• _Task details_: The entire listing that follows must be repeated exactly, pictures excluded.

%%

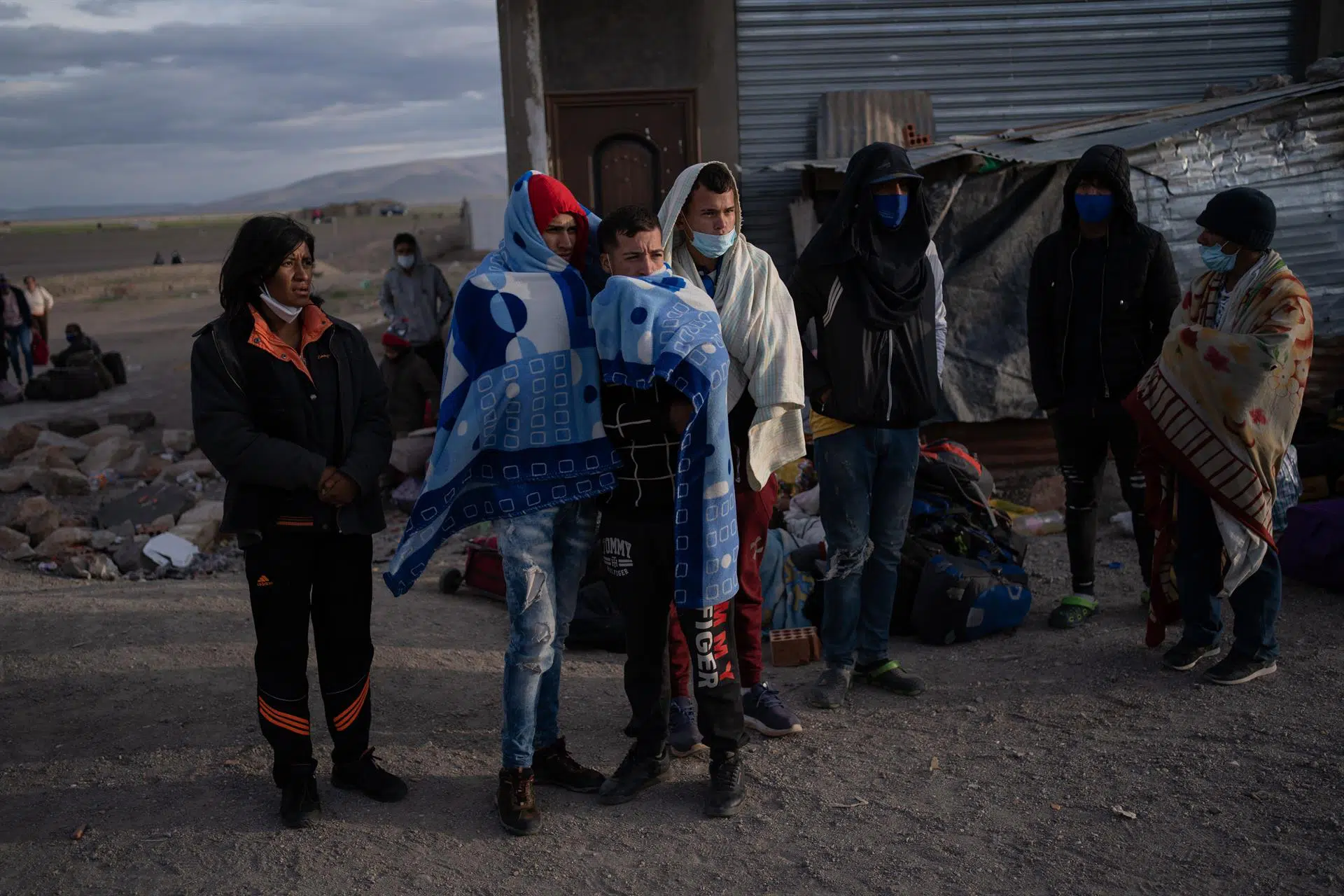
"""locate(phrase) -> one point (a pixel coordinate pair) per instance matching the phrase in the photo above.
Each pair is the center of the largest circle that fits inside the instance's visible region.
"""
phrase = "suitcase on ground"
(484, 570)
(64, 384)
(964, 599)
(116, 365)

%%

• _Written reply_:
"""locate(phrase) -> one point (a pixel coordinate pair) per instance matching the phrase in the photo above.
Each pair is the center of the largest circle that fits inside the instance's visible region.
"""
phrase = "suitcase on ground"
(484, 570)
(64, 384)
(964, 599)
(116, 365)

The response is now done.